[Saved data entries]
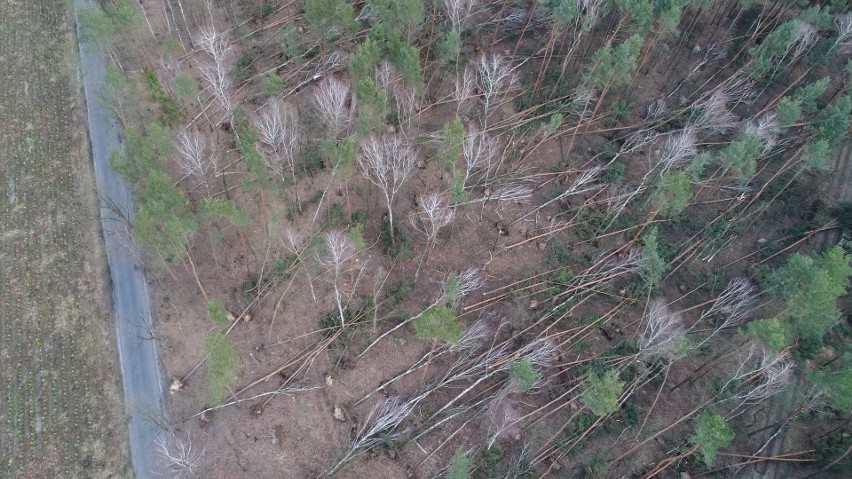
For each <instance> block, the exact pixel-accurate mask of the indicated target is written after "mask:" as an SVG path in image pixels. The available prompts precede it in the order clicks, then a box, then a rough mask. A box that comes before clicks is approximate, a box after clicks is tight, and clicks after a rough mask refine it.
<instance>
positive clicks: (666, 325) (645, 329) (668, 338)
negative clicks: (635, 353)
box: [637, 299, 686, 360]
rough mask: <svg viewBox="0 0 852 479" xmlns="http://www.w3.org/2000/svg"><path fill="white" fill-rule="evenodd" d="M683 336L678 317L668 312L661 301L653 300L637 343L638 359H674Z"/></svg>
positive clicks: (673, 312) (685, 331)
mask: <svg viewBox="0 0 852 479" xmlns="http://www.w3.org/2000/svg"><path fill="white" fill-rule="evenodd" d="M685 335H686V330H685V329H684V327H683V321H682V320H681V317H680V315H679V314H677V313H675V312H672V311H671V310H669V308H668V306H666V303H665V301H664V300H663V299H655V300H654V301H652V302H651V305H650V308H649V310H648V316H647V318H646V319H645V325H644V327H643V329H642V334H641V335H640V336H639V340H638V341H637V346H638V347H639V353H638V354H639V358H640V359H642V360H646V359H649V358H652V357H658V356H661V357H665V358H668V359H674V358H675V357H676V356H677V353H678V348H679V347H680V345H681V341H682V340H683V338H684V337H685Z"/></svg>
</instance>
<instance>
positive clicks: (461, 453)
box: [447, 448, 472, 479]
mask: <svg viewBox="0 0 852 479" xmlns="http://www.w3.org/2000/svg"><path fill="white" fill-rule="evenodd" d="M471 467H472V466H471V463H470V458H469V457H467V454H465V453H464V450H462V449H461V448H459V449H458V450H456V452H455V454H453V459H452V462H451V463H450V469H449V471H447V479H470V470H471Z"/></svg>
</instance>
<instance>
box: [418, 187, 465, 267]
mask: <svg viewBox="0 0 852 479" xmlns="http://www.w3.org/2000/svg"><path fill="white" fill-rule="evenodd" d="M419 206H420V208H419V210H418V211H417V212H416V213H414V214H412V215H411V225H412V226H413V227H414V228H415V229H416V230H418V231H420V232H421V233H423V234H424V235H425V236H426V247H425V248H423V255H422V256H421V257H420V262H419V263H418V265H417V270H416V271H415V273H414V282H415V283H416V282H417V277H418V276H419V275H420V267H421V266H422V265H423V264H424V262H425V260H426V258H427V257H428V255H429V250H430V249H432V248H434V247H435V243H436V241H437V239H438V233H439V232H440V231H441V229H442V228H444V227H445V226H447V225H449V224H450V223H452V222H453V219H455V217H456V210H455V209H453V208H452V207H451V206H450V200H449V198H447V197H446V195H442V194H440V193H430V194H428V195H426V196H424V197H422V198H421V199H420V205H419Z"/></svg>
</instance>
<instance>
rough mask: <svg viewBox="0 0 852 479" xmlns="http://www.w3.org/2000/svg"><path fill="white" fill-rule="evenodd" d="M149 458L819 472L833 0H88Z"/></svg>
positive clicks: (829, 388) (208, 461) (844, 183)
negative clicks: (166, 375) (167, 393)
mask: <svg viewBox="0 0 852 479" xmlns="http://www.w3.org/2000/svg"><path fill="white" fill-rule="evenodd" d="M78 21H79V23H80V32H81V33H80V34H81V38H82V39H83V40H84V41H85V42H86V44H87V45H88V47H89V48H96V49H99V50H100V51H102V52H103V53H104V54H105V55H107V56H108V58H109V59H110V61H111V66H110V67H109V70H108V73H107V78H106V81H105V84H104V87H103V91H102V95H101V97H102V98H101V101H102V103H103V105H105V106H106V107H107V108H108V109H109V110H110V111H111V112H112V113H113V114H114V115H115V117H116V118H117V119H118V121H119V122H120V123H121V125H122V128H123V131H124V137H123V140H124V148H123V149H122V150H121V151H115V152H114V153H113V156H112V158H111V164H112V166H113V168H114V169H115V170H116V171H118V172H120V173H121V174H122V175H123V176H124V177H125V178H126V179H127V180H128V181H129V182H131V183H132V185H133V187H134V191H135V201H136V205H137V207H138V209H137V211H136V213H135V216H134V217H132V218H131V217H126V218H125V221H126V228H125V231H126V240H127V241H130V240H134V241H136V242H137V243H138V244H139V245H140V246H141V247H142V249H143V251H144V260H145V264H146V273H147V277H148V280H149V283H150V289H151V292H152V295H153V297H152V300H153V301H154V306H155V310H156V316H157V327H156V330H155V331H151V334H150V337H148V338H144V340H152V341H156V342H157V345H158V348H159V350H160V354H161V356H162V357H163V361H164V363H165V364H164V366H165V369H166V371H167V372H168V375H169V378H170V381H171V384H170V388H169V389H170V393H171V394H170V396H169V402H170V404H169V406H170V409H171V417H169V418H160V419H161V423H162V424H163V425H165V427H167V429H168V430H169V434H168V435H166V436H164V437H163V438H162V441H160V442H158V444H157V445H156V452H157V457H158V460H159V461H161V466H162V467H163V468H164V470H167V471H169V474H170V475H171V477H186V478H192V477H210V478H216V477H246V478H249V477H252V478H264V477H270V478H271V477H286V478H291V477H292V478H303V477H305V478H308V477H310V478H331V477H335V478H365V477H370V478H377V479H382V478H439V477H441V478H443V477H446V478H452V479H465V478H541V477H566V478H567V477H581V478H589V479H592V478H610V477H613V478H616V477H631V478H643V479H649V478H652V477H660V478H680V479H684V478H689V477H696V478H697V477H754V478H764V477H766V478H776V477H785V478H787V477H790V478H807V477H848V475H849V474H850V473H852V425H851V424H850V420H852V415H850V413H852V341H850V331H852V330H850V328H852V314H850V312H852V302H850V300H849V297H848V290H849V286H850V277H852V142H850V141H849V140H847V139H846V134H847V132H848V130H849V122H850V114H852V92H850V90H849V86H850V83H852V5H849V2H848V1H846V0H830V1H828V0H822V1H808V0H799V1H796V0H786V1H780V0H779V1H770V0H703V1H702V0H694V1H691V0H494V1H482V0H364V1H360V0H358V1H352V0H306V1H302V0H291V1H270V0H220V1H213V0H139V1H131V0H101V1H100V7H92V8H88V9H85V10H83V11H81V12H80V14H79V15H78Z"/></svg>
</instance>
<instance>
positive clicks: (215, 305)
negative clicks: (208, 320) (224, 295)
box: [207, 299, 231, 330]
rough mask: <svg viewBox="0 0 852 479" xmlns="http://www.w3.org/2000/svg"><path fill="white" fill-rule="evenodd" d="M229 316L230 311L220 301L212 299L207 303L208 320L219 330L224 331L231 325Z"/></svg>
mask: <svg viewBox="0 0 852 479" xmlns="http://www.w3.org/2000/svg"><path fill="white" fill-rule="evenodd" d="M229 314H230V313H229V312H228V309H227V308H226V307H225V306H224V305H223V304H222V303H221V302H219V301H218V300H216V299H211V300H210V301H208V302H207V318H208V319H209V320H210V321H213V324H215V325H216V327H218V328H219V329H222V330H224V329H225V328H227V327H228V326H229V325H230V324H231V320H230V319H228V315H229Z"/></svg>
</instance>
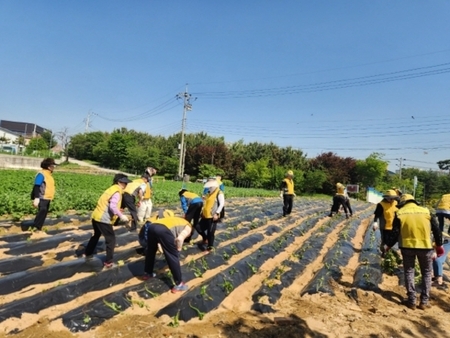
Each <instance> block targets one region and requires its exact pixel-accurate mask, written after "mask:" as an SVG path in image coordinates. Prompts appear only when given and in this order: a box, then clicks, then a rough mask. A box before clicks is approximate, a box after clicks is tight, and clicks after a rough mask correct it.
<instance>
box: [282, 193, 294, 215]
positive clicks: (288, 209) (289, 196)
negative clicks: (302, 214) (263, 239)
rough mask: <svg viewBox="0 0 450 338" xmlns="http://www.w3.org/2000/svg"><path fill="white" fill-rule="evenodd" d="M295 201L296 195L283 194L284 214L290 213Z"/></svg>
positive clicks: (283, 208) (283, 206) (288, 213)
mask: <svg viewBox="0 0 450 338" xmlns="http://www.w3.org/2000/svg"><path fill="white" fill-rule="evenodd" d="M293 202H294V195H290V194H284V195H283V216H286V215H289V214H290V213H291V211H292V204H293Z"/></svg>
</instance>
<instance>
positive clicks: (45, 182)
mask: <svg viewBox="0 0 450 338" xmlns="http://www.w3.org/2000/svg"><path fill="white" fill-rule="evenodd" d="M41 173H42V175H44V182H45V192H44V196H43V199H45V200H53V198H54V197H55V180H54V179H53V175H52V172H51V171H50V170H48V169H42V171H41Z"/></svg>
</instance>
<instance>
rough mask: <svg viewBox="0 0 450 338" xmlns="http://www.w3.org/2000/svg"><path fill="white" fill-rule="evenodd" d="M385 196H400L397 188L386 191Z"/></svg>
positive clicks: (390, 196)
mask: <svg viewBox="0 0 450 338" xmlns="http://www.w3.org/2000/svg"><path fill="white" fill-rule="evenodd" d="M383 198H398V195H397V192H396V191H395V190H393V189H389V190H386V191H385V192H384V194H383Z"/></svg>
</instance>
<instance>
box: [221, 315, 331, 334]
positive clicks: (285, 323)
mask: <svg viewBox="0 0 450 338" xmlns="http://www.w3.org/2000/svg"><path fill="white" fill-rule="evenodd" d="M220 328H221V335H222V336H223V337H229V338H241V337H242V338H243V337H247V338H248V337H258V338H272V337H273V338H278V337H283V338H302V337H317V338H327V337H328V336H327V335H324V334H322V333H320V332H317V331H314V330H312V329H310V328H309V327H308V325H307V324H306V322H305V321H304V320H303V319H301V318H300V317H298V316H295V315H291V316H290V317H286V318H282V319H280V321H278V323H277V322H275V323H271V322H269V323H264V327H263V328H255V327H253V326H250V325H248V324H246V323H245V322H244V321H243V320H237V321H235V322H234V323H232V324H226V325H223V326H221V327H220Z"/></svg>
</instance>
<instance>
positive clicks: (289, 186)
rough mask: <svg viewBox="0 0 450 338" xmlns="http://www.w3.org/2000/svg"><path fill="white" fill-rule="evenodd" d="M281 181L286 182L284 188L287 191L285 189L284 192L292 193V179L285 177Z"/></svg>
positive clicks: (292, 188)
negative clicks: (285, 190) (284, 191)
mask: <svg viewBox="0 0 450 338" xmlns="http://www.w3.org/2000/svg"><path fill="white" fill-rule="evenodd" d="M283 181H284V182H286V189H287V191H285V192H284V194H286V195H293V194H294V181H293V180H292V179H290V178H285V179H284V180H283Z"/></svg>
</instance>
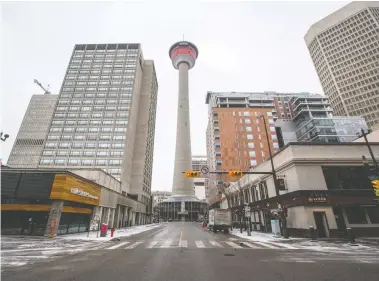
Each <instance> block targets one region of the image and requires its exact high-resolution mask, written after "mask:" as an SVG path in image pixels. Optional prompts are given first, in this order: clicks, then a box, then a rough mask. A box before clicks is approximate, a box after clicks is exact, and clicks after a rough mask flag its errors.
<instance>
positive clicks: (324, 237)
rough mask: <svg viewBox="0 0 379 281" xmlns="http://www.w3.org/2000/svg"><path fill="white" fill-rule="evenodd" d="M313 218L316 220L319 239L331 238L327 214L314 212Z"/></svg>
mask: <svg viewBox="0 0 379 281" xmlns="http://www.w3.org/2000/svg"><path fill="white" fill-rule="evenodd" d="M313 216H314V218H315V223H316V229H317V233H318V237H320V238H325V237H329V228H328V223H327V221H326V215H325V212H313Z"/></svg>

◆ **Description of the task**: Please copy each line of the entries in which the word "pixels" shows up.

◆ **Task result**:
For each <instance> block, the exact pixel-accurate mask of the indicated target is written after "mask:" as an SVG path in image pixels. The available prompts precede it in the order clicks, then a box, then a rough mask. A box that comes before clicks is approximate, a box after clicks is tight, and clicks after a rough mask refine it.
Each <instance> block targets one region of the image and requires its exact high-resolution mask, written after "mask:" as an SVG path in image pixels. Optional prompts are given first, in this order: clicks, then a box, then a rough mask. A box before clicks is approximate, a box after clicks is exact, and clicks after a rough mask flag its errors.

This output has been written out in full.